— Extracted records —
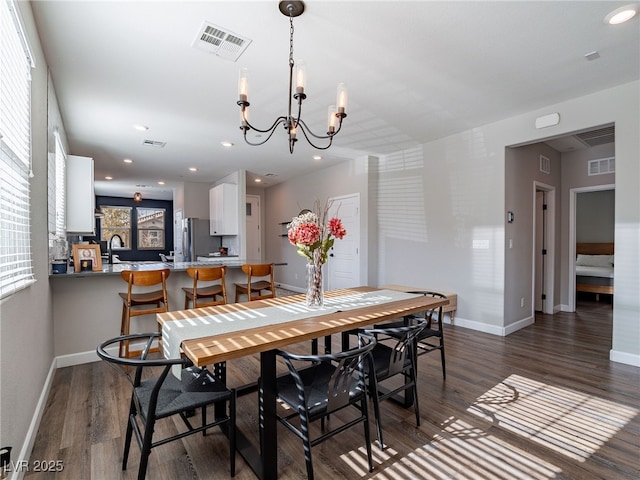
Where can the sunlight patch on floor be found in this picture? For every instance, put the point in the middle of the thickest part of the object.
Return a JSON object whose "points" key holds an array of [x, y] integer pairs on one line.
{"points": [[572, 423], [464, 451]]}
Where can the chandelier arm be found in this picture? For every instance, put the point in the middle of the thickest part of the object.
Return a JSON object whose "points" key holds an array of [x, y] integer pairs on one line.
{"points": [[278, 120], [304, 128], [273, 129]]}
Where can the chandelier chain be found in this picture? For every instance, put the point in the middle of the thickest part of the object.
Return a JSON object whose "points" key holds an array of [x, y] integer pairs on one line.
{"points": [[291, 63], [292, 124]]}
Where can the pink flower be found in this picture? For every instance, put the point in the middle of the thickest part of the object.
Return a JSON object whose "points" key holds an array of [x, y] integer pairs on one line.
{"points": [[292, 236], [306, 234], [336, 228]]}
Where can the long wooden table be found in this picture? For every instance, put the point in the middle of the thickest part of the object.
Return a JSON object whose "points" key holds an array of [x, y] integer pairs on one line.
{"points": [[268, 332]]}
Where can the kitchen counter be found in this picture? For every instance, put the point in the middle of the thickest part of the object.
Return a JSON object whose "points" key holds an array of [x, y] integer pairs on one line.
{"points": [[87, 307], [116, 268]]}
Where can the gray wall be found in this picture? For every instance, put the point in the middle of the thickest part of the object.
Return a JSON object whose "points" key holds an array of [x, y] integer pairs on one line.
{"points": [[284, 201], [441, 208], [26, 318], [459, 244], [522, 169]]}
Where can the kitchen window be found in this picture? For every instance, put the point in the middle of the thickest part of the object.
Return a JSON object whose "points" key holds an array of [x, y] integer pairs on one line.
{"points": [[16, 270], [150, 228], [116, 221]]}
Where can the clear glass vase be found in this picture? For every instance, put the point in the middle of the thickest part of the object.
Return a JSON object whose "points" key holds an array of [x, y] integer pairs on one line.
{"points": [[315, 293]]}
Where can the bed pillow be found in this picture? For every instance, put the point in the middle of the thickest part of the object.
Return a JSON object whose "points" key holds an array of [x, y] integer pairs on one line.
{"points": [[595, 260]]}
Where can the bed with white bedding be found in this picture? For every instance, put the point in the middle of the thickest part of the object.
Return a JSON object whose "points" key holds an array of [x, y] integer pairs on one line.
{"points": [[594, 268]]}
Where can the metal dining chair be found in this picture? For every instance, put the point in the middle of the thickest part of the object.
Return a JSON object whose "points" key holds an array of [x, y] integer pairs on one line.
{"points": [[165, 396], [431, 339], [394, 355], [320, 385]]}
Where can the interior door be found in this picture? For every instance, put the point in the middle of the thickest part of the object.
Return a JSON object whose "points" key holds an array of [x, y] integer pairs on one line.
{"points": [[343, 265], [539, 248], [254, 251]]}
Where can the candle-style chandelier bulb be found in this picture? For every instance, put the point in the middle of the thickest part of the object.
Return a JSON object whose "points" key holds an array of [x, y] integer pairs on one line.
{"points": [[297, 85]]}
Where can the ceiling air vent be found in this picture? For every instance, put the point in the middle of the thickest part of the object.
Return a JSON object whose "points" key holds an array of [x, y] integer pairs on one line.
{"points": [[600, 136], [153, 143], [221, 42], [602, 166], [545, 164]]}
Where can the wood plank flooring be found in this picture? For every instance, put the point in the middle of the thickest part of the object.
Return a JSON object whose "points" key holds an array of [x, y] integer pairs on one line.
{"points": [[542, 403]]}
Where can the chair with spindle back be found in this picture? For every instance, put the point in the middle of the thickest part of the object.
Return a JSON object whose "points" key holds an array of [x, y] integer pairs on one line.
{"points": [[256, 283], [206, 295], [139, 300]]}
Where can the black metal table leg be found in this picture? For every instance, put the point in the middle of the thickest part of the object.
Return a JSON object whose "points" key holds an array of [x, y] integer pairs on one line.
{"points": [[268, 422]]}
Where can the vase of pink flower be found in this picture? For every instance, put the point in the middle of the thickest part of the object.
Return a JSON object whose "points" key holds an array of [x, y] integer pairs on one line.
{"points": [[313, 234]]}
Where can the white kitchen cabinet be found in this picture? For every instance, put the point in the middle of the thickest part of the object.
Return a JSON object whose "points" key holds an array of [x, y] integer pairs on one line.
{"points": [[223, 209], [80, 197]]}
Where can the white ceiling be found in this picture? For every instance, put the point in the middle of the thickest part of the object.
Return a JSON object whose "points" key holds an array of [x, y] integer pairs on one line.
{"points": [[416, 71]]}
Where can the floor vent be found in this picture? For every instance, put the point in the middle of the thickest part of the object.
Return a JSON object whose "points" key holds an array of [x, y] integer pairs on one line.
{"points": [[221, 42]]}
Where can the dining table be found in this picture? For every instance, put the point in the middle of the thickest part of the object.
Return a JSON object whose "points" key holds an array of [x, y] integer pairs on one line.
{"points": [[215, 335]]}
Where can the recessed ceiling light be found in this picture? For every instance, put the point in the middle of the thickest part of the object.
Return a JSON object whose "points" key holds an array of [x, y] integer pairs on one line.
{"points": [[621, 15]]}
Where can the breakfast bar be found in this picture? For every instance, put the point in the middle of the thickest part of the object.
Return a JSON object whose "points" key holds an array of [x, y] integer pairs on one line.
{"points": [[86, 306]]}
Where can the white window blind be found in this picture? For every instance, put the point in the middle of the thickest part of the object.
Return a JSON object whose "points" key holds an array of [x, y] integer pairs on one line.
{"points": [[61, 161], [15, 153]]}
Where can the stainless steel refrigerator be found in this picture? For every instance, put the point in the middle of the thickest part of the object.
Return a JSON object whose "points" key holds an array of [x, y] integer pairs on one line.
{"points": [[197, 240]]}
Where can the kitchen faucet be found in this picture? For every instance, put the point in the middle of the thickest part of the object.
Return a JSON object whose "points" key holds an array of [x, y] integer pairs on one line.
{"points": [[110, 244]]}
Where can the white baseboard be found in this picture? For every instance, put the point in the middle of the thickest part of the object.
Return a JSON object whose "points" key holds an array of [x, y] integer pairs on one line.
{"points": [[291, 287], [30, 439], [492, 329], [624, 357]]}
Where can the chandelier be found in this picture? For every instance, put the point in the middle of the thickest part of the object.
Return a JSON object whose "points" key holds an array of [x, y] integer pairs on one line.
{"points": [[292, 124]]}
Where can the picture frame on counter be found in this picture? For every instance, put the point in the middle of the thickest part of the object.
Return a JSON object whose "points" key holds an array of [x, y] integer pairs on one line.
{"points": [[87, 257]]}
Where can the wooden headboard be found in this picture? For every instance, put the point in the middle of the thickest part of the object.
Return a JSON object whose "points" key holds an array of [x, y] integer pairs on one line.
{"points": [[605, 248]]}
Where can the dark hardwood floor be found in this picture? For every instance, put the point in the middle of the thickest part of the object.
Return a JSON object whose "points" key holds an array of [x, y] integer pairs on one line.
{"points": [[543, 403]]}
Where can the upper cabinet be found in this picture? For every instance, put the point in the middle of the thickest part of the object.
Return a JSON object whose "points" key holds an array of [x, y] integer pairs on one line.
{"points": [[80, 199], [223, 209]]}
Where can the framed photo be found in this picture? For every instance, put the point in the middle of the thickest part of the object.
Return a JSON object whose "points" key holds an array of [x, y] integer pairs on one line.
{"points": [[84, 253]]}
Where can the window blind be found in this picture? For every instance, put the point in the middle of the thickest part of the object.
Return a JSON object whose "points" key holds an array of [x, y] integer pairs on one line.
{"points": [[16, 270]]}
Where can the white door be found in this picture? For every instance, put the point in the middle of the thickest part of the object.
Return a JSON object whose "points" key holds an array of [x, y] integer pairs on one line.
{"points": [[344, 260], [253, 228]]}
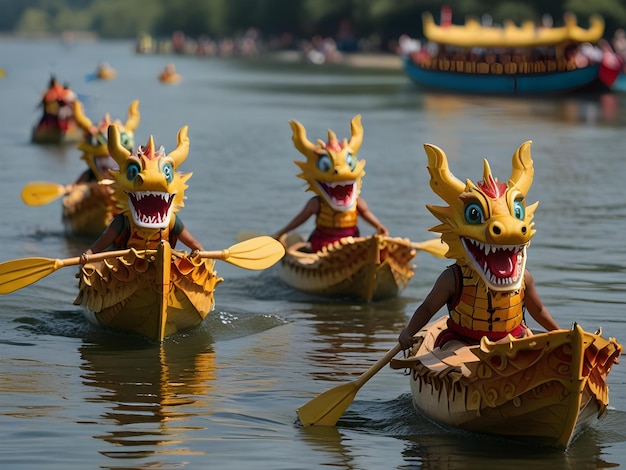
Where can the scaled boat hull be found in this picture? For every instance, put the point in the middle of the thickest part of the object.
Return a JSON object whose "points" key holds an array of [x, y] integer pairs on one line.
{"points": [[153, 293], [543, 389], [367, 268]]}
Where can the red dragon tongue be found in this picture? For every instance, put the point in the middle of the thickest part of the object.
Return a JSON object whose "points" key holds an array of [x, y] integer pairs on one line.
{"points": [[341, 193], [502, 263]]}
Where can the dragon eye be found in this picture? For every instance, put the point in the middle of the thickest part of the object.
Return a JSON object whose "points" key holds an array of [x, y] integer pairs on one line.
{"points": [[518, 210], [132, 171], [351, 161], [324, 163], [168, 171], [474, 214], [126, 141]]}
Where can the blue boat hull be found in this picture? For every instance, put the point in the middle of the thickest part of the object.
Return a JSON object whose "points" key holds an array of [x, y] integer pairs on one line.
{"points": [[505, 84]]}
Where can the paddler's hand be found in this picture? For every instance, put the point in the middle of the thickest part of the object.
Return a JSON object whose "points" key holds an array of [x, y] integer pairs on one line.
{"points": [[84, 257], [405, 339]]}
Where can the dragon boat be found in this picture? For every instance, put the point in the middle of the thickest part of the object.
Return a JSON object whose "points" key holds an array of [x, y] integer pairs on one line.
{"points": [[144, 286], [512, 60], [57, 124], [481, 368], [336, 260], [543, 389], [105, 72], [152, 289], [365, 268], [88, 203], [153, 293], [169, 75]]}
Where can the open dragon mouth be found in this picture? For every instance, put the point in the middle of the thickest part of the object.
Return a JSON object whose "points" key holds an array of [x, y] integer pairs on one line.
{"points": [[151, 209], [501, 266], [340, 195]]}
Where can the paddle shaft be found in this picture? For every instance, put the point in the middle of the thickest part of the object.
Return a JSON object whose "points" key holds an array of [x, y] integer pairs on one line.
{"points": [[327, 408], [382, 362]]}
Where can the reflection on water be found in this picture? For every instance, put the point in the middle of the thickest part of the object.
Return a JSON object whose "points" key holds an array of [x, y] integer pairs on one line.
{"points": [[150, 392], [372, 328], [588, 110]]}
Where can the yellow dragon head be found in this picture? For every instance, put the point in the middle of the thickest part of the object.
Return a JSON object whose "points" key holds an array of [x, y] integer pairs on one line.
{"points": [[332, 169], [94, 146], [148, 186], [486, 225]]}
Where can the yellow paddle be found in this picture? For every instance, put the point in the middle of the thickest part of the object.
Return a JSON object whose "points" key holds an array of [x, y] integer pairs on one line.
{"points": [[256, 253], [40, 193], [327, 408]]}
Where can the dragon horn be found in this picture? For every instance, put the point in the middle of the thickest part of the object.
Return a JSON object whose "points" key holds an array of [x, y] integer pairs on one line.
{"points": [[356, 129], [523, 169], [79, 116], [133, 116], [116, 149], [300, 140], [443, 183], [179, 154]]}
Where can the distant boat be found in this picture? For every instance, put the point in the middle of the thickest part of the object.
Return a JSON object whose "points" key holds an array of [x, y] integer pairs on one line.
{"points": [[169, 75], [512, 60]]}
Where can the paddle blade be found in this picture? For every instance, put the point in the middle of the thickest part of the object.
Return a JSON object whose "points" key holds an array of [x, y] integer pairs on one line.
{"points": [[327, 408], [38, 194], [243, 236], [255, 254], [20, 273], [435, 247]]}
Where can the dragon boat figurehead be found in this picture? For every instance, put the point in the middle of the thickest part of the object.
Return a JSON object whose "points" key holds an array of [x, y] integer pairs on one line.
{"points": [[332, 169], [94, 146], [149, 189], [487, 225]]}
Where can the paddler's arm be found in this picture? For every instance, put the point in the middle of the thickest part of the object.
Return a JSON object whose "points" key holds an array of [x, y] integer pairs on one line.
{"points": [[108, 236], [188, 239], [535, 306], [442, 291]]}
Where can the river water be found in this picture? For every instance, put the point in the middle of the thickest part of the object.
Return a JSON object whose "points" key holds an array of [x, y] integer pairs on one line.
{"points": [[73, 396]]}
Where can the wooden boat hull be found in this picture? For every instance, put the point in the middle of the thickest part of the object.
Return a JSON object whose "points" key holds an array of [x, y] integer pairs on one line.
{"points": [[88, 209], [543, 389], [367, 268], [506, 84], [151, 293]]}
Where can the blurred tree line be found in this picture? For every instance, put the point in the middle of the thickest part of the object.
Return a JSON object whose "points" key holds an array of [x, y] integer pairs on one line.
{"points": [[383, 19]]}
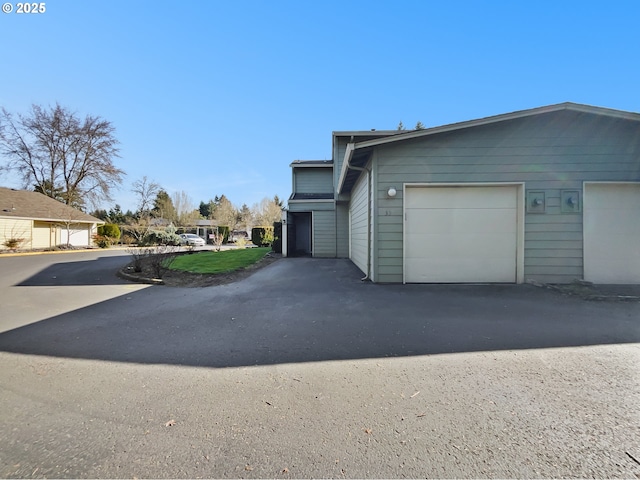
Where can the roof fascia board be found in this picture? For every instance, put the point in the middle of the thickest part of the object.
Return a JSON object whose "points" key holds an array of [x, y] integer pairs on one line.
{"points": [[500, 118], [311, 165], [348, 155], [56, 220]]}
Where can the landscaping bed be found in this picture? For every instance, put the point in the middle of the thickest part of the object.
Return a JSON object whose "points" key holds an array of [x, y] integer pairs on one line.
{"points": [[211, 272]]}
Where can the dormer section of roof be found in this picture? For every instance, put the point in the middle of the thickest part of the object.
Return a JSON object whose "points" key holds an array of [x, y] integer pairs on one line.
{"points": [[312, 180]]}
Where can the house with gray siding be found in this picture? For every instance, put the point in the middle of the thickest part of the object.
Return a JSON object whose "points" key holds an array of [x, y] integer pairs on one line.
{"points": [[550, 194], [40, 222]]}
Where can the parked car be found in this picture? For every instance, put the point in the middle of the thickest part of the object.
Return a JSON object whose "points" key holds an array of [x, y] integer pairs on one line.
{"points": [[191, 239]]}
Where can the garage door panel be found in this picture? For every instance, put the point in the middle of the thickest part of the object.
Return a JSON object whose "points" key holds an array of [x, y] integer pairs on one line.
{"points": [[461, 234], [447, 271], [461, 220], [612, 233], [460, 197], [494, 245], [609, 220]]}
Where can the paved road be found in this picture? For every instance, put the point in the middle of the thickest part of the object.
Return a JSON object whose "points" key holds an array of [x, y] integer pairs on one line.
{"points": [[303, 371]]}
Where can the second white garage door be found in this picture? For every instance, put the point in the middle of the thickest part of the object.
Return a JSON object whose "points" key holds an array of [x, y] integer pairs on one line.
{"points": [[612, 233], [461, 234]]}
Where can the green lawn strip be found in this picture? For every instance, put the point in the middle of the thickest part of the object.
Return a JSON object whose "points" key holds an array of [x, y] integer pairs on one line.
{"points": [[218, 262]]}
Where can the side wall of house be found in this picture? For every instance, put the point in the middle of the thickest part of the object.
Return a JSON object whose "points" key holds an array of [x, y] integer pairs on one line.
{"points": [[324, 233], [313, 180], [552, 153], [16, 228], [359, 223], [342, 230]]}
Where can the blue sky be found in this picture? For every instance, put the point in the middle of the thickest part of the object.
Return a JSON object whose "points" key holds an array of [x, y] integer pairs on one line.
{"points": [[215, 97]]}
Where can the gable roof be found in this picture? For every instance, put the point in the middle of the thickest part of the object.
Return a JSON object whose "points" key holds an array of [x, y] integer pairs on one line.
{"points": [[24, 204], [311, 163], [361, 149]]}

— Request —
Give back, unchanged, every line from the one with "Where can the green" to the end of the entries above.

— The solution —
Where can the green lawn strip be found in this picture? For every instance, put the point in the middle of the thickest part of the object.
Return a JSON object whose "points" key holds an array of [x, y] integer pairs on one line.
{"points": [[218, 262]]}
Where can the side wall of house be found in this picture? For every instance, put the point in the middle of the thickest part of the object.
Return a JSON object whose "points" key holds an array of [x, y] integer pairs on one line.
{"points": [[324, 233], [313, 180], [552, 153], [16, 228], [359, 223], [342, 230]]}
Where can the blue sky be found in this picture? For every instance, put the point in the middle of the thickest part of the object.
Return a JSON object whose "points" key holds an array of [x, y] integer pairs on one line.
{"points": [[215, 97]]}
Where can the gable roof be found in this picture? For every instance, put the point in the middle of the thickest part of the object.
Return a JSON object whose "points" key holds an array of [x, y] integer pairs on one line.
{"points": [[24, 204], [311, 163], [361, 149]]}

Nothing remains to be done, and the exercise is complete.